== Records for the exercise ==
⁂
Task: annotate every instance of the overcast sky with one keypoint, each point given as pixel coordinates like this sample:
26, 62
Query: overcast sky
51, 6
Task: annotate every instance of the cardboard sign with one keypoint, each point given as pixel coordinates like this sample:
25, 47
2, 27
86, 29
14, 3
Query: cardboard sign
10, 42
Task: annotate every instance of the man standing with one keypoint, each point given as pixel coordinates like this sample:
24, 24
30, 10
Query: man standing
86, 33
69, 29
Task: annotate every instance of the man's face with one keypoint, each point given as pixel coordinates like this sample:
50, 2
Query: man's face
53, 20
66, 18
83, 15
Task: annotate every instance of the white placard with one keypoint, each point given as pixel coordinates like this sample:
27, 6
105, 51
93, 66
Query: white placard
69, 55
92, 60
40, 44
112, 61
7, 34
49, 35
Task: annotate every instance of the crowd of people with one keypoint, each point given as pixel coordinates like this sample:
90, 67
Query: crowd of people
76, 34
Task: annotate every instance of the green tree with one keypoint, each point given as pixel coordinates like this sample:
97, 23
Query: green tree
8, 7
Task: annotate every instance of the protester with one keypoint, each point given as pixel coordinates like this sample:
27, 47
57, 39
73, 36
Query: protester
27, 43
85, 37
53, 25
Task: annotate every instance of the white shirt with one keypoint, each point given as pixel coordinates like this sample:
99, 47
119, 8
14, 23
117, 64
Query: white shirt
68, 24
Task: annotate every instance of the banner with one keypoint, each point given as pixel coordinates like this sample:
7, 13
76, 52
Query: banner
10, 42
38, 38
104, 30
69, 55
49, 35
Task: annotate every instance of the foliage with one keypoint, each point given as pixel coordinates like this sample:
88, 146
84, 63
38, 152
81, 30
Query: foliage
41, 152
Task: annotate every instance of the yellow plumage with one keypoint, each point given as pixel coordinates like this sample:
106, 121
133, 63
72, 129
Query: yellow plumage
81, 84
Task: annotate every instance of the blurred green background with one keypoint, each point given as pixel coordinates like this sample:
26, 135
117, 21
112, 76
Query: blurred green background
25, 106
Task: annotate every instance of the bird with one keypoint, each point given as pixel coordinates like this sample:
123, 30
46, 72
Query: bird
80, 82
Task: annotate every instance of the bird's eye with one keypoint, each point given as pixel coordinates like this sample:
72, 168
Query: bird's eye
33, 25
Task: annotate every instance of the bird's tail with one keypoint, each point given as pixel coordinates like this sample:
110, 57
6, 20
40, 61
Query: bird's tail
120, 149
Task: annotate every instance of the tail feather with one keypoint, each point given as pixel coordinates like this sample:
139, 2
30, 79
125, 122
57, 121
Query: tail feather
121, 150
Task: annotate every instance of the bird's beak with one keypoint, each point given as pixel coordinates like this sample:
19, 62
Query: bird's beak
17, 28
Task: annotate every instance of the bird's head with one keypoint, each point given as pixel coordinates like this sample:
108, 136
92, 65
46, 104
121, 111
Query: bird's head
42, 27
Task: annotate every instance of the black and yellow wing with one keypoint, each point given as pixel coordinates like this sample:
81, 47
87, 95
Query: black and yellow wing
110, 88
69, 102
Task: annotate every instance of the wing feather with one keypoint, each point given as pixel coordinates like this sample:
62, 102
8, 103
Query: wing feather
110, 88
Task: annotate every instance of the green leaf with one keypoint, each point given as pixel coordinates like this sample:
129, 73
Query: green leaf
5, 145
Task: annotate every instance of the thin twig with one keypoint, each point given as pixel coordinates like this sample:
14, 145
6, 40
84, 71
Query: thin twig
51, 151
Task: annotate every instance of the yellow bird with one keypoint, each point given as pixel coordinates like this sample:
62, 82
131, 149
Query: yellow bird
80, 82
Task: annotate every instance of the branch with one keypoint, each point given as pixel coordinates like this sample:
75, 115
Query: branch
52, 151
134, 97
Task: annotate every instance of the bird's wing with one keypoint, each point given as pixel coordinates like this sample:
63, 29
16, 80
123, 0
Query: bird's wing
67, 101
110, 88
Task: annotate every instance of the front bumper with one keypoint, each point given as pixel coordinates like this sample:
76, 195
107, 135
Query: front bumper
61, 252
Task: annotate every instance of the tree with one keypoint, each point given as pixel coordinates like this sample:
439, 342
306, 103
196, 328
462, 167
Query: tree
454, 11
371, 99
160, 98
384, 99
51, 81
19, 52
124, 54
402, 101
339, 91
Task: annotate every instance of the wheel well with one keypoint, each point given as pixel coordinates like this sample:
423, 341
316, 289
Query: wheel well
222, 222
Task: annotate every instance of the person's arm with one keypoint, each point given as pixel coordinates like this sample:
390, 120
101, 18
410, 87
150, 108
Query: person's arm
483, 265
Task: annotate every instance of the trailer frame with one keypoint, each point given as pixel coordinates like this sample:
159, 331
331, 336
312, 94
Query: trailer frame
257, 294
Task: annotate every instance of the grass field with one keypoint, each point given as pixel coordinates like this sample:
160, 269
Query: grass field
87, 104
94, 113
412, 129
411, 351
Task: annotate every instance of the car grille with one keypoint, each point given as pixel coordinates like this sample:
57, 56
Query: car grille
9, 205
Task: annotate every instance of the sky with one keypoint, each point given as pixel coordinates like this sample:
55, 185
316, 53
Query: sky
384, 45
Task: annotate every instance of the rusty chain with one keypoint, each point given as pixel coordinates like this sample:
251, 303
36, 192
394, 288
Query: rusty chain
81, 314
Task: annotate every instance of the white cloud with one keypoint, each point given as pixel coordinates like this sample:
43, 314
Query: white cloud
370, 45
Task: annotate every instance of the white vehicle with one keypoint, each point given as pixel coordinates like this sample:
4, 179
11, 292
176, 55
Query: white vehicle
⁂
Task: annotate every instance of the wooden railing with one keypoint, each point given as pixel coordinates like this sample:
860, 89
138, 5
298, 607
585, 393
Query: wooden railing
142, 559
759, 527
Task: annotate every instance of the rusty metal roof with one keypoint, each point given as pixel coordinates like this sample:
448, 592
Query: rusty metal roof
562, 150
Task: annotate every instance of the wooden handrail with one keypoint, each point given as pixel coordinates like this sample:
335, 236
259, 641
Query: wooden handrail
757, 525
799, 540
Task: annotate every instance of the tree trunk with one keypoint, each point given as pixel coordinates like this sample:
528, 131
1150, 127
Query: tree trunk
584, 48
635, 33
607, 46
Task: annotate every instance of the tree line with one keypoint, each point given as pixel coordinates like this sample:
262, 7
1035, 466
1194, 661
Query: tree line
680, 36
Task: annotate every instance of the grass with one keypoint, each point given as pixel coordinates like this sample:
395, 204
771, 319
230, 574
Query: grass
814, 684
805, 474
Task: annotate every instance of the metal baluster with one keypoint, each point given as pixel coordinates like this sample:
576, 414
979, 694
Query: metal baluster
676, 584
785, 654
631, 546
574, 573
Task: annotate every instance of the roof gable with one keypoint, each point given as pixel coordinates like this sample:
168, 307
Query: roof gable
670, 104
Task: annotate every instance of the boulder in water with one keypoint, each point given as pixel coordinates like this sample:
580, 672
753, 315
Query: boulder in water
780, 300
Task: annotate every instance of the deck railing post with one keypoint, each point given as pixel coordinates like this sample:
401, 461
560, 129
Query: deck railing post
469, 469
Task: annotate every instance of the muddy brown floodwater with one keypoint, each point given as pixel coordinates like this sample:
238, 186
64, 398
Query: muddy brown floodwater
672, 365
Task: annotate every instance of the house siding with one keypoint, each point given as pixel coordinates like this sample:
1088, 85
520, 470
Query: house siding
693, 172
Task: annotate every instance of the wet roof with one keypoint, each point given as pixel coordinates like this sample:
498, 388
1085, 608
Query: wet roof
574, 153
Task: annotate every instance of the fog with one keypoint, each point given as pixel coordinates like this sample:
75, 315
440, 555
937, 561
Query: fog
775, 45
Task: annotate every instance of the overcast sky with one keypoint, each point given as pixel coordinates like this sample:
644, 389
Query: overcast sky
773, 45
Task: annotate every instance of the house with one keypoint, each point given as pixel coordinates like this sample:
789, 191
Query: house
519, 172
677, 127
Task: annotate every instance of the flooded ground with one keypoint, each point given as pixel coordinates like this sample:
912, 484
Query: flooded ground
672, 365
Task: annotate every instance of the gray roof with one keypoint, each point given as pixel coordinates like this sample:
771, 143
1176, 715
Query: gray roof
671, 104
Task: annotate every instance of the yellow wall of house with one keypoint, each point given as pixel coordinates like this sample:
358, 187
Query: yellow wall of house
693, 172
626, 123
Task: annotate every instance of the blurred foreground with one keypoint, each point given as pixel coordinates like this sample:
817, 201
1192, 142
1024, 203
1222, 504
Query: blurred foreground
⁂
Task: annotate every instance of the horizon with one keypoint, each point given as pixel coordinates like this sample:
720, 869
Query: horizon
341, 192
⁂
How many lines in the listing above contain the string "baluster"? Case matters. Reply with the number alone.

2